-- START OF INFORMATION PROVIDED --

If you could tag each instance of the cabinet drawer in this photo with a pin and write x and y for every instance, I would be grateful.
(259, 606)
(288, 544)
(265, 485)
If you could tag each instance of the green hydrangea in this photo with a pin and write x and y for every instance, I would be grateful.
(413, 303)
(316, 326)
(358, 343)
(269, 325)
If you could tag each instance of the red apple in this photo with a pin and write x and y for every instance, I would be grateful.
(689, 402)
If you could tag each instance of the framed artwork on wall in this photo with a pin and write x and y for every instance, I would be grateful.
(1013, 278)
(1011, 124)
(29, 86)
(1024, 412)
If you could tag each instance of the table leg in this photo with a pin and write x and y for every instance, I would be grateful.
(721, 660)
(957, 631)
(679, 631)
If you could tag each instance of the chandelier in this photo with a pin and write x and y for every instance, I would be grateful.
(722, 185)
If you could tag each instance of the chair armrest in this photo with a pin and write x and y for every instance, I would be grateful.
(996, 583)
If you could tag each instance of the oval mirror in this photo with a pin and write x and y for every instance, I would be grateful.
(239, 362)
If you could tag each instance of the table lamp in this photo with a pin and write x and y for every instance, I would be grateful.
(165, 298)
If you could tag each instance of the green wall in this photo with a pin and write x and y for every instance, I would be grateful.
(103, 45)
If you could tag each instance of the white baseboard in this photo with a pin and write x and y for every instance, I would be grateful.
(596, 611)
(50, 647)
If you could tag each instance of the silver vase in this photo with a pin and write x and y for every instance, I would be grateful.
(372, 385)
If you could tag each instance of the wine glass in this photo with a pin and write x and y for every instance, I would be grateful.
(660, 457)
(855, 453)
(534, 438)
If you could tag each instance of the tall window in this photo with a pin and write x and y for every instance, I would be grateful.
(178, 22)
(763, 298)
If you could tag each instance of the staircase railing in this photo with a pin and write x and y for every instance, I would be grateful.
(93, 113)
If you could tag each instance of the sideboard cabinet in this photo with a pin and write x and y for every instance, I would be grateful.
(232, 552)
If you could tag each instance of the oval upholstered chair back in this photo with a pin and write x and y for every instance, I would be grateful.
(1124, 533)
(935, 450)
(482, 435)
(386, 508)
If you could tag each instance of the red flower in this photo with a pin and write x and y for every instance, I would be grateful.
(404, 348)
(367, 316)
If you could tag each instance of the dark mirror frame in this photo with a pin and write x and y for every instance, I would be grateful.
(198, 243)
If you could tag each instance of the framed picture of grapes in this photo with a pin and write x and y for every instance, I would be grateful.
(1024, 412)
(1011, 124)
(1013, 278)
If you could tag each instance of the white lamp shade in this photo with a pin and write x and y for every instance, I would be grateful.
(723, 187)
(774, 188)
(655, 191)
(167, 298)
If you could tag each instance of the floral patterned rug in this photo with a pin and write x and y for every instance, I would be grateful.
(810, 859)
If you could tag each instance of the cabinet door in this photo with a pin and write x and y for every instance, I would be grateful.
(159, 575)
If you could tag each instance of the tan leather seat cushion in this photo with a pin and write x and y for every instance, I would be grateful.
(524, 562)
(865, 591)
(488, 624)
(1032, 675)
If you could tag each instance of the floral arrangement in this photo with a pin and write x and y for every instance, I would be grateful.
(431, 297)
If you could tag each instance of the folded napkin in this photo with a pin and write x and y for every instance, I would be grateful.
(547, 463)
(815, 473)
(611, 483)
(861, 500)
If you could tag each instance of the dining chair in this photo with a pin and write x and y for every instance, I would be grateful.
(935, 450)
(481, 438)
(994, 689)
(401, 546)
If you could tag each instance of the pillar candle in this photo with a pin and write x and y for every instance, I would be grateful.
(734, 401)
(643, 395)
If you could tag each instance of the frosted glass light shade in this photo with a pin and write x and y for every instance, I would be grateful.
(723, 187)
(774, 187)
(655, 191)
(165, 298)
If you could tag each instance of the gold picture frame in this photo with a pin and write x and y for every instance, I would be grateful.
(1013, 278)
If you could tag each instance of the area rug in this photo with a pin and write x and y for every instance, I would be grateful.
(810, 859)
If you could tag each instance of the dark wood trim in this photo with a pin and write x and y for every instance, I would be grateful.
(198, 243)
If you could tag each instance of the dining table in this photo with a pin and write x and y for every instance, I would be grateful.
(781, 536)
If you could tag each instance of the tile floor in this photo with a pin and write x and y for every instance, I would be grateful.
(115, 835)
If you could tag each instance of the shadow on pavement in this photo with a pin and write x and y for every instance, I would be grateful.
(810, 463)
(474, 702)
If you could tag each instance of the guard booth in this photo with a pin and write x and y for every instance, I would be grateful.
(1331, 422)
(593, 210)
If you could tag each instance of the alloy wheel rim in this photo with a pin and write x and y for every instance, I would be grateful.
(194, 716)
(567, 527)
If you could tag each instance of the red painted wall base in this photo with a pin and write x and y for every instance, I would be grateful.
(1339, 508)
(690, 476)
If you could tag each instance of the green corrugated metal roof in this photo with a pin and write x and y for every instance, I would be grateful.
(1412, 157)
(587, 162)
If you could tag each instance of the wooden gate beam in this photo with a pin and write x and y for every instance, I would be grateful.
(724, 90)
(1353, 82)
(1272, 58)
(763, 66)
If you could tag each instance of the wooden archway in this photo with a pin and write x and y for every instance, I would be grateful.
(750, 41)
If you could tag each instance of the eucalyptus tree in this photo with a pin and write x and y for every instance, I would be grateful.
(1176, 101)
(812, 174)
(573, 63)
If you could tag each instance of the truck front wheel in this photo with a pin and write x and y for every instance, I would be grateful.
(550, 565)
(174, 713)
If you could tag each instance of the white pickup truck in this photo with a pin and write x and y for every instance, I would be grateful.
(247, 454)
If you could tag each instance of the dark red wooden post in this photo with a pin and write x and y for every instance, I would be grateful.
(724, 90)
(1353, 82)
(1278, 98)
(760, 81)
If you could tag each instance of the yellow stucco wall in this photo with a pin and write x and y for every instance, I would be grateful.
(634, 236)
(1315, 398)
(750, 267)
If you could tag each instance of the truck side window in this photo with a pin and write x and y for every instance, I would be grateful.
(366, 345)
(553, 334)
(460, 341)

-- END OF INFORMATION PROVIDED --

Write out once more the lines above beginning at the line with "If you could tag each instance of the white pickup"; continue through the final line and stop there.

● **FINISHED EXERCISE**:
If you could tag each instance of the white pickup truck in this photo with a pin and write x and y for every instance, I would be grateful.
(247, 454)
If you could tag each instance of the dark red wooden post in this photo with a pin and write x and y for every instance, I would be grateful.
(724, 90)
(1353, 82)
(1278, 98)
(760, 81)
If you could tag each instance of the yellow stucco wall in this photo with a pin and write x and y for every instance, I would be grateful.
(634, 236)
(1315, 398)
(750, 267)
If you could tag each instance of the truck side window in this photo with a pin and write x and y for every instance, I would be grateful.
(366, 345)
(553, 334)
(460, 341)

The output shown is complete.